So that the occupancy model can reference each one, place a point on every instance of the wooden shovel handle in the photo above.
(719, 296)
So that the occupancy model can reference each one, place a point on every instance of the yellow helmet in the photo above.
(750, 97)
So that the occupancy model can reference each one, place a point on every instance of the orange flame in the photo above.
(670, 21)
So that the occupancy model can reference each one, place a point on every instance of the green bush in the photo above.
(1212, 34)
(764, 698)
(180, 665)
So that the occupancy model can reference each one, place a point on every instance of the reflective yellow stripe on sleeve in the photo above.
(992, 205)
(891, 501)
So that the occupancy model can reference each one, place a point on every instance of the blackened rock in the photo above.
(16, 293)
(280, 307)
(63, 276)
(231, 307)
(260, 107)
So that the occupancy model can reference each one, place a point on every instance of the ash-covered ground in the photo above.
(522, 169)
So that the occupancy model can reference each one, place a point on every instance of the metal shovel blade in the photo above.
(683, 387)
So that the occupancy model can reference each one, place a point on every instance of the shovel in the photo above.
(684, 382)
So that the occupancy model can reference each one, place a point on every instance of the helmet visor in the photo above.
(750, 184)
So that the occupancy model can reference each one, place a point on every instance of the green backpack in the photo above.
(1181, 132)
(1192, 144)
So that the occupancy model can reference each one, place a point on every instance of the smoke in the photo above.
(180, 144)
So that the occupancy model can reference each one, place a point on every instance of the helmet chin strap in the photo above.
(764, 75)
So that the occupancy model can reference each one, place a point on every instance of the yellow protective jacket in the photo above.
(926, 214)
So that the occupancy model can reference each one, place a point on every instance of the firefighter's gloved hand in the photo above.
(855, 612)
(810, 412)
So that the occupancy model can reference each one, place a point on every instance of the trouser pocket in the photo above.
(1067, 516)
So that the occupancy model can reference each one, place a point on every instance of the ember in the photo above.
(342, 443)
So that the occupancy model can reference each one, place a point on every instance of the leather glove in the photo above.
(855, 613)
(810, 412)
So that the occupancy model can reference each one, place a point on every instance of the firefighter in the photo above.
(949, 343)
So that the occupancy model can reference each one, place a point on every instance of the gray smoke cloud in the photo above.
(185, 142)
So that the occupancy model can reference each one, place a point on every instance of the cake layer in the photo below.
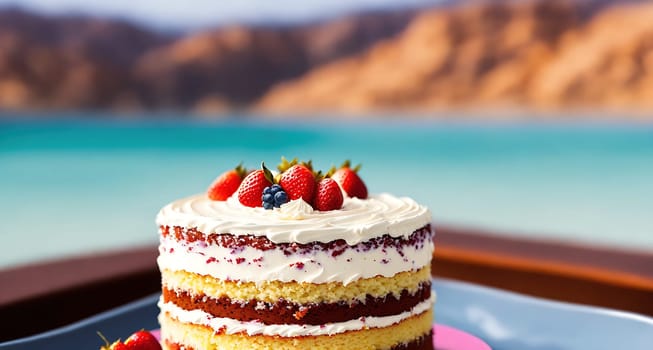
(296, 222)
(411, 333)
(225, 325)
(285, 312)
(257, 259)
(297, 292)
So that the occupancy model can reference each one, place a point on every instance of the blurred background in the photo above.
(526, 119)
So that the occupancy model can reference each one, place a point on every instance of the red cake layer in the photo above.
(337, 247)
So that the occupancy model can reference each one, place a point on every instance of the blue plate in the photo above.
(506, 321)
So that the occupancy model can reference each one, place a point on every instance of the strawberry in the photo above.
(297, 180)
(142, 340)
(226, 184)
(251, 189)
(350, 182)
(328, 195)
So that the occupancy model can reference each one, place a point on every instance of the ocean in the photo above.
(84, 184)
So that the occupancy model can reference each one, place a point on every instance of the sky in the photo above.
(186, 15)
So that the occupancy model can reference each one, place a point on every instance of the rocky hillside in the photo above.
(71, 63)
(543, 55)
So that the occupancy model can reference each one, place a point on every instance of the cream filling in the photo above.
(319, 266)
(231, 326)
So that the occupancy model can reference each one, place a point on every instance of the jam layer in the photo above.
(286, 312)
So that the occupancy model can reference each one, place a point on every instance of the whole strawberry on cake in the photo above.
(299, 259)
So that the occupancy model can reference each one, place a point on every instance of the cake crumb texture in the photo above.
(300, 293)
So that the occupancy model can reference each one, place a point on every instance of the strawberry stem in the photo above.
(267, 173)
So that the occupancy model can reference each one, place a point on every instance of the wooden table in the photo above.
(47, 295)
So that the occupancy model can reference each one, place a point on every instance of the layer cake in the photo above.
(239, 277)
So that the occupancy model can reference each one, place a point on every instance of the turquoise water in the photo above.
(75, 186)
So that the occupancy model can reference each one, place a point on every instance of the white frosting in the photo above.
(294, 210)
(358, 220)
(231, 326)
(320, 266)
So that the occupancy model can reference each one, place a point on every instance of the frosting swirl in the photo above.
(358, 220)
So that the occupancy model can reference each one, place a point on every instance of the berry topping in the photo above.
(273, 197)
(349, 181)
(226, 184)
(297, 180)
(251, 189)
(141, 340)
(328, 195)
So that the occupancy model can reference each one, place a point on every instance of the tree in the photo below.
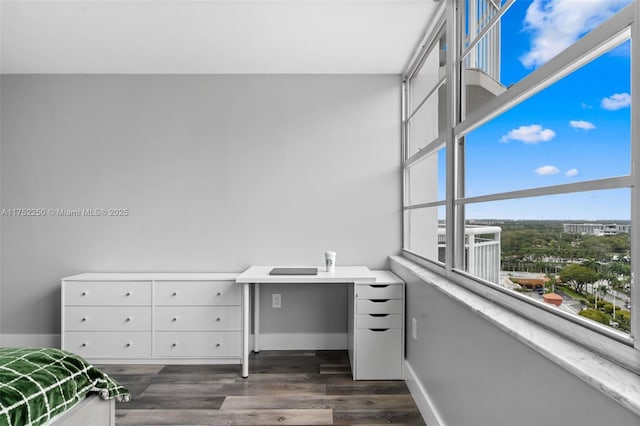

WHAT THE EXERCISE ASKS: Find every line in the entries above that contains the string "frosting" and copy each one. Case must match.

TASK RESULT:
So that the occupancy model can reference each one, place a point on every instance of the white frosting in the photo above.
So that the occupancy model can reference each one, place a point on every instance of the frosting swirl in the photo above.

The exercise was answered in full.